▸ YOUR OBJECTIVE
Answer each question from the forum post below about linear circuits.
(a) At what point in the Khan Academy video is it said that all components of a linear circuit can be assumed to share the same omega?
(b) Whose answer in the post found on SE gives the linear differential equation explanation?
(c) What input x(t) does that argument take?

▸ EXTRACTED TEXT
========================================================================
# Why do linear differential equations governing a circuit mean that each circuit element has same angular frequency?

I was seeing this video from khan academy about linear circuit systems(linear system with a single input), at 3:24 Willy McAllister says that if it is a linear circuit, then we can assume all components have the same 'omega'. I don't get why this is true and some searching on SE led me to this post. In the answer by jramsay, it is said that it is because linear system corresponds to a linear differential equation with the following relation between input x(t) and output y(t):

$$a_0 + a_1(t)y(t) + a_2(t)\frac{dy(t)}{dt}+a_3(t)\frac{d^2y(t)}{dt^2} + ... = b_0 + b_1(t)x(t) + b_2(t)\frac{dx(t)}{dt}+b_3(t)\frac{d^2x(t)}{dt^2} + ...$$

They state that if $$\x(t)=\sin(\omega t)\$$ then RHS can only contain sine and cosine term to first power, and then he says that this implies LHS must contain similar terms with the same frequency. The premise is intuitive for me but I don't get how the conclusion follows (The statements on LHS)
========================================================================
▸ MATERIAL
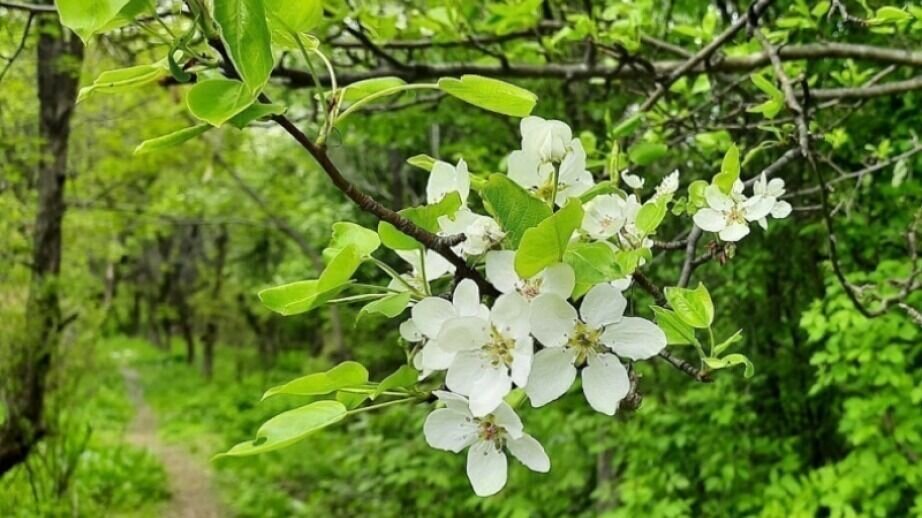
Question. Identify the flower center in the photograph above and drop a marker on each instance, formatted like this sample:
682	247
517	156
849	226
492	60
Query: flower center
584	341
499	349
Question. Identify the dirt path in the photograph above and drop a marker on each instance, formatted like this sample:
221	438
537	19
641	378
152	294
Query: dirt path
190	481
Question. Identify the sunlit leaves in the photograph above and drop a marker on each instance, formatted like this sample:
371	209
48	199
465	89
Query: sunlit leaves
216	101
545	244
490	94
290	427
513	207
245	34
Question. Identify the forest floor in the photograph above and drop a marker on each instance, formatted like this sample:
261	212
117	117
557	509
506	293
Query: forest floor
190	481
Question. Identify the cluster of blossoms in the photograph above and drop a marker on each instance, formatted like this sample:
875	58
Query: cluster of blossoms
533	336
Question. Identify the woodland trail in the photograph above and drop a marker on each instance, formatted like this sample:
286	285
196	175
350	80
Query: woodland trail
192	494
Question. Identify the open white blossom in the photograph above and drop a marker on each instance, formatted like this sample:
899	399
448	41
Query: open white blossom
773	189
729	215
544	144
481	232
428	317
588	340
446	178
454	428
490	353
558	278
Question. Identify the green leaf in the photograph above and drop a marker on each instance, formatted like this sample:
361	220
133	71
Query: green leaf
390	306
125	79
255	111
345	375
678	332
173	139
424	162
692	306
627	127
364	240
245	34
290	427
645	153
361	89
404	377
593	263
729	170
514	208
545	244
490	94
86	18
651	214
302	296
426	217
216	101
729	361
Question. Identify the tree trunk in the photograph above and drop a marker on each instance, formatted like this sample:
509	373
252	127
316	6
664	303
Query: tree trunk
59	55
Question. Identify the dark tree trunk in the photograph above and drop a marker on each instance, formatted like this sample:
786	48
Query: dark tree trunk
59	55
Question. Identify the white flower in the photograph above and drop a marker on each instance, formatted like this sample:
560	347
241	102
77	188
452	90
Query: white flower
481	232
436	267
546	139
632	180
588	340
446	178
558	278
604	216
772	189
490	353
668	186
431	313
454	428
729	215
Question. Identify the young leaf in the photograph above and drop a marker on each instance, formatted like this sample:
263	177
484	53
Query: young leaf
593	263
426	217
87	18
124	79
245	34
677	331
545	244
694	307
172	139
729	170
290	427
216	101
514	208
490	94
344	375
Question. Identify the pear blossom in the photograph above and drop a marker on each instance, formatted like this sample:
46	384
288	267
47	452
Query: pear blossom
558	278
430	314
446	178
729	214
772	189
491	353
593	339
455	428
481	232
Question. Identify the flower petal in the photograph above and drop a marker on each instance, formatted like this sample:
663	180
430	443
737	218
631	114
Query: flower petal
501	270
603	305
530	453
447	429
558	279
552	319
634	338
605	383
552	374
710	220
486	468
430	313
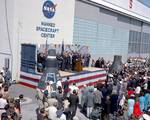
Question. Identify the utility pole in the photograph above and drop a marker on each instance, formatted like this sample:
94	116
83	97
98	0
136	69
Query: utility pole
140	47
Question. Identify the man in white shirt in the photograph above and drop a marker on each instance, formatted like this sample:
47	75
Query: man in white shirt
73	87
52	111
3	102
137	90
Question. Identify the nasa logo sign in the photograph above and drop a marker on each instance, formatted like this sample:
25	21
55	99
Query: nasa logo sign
========================================================================
▸ PROBLEM SOLUTION
(a) 3:24
(b) jramsay
(c) x(t) = sin(ωt)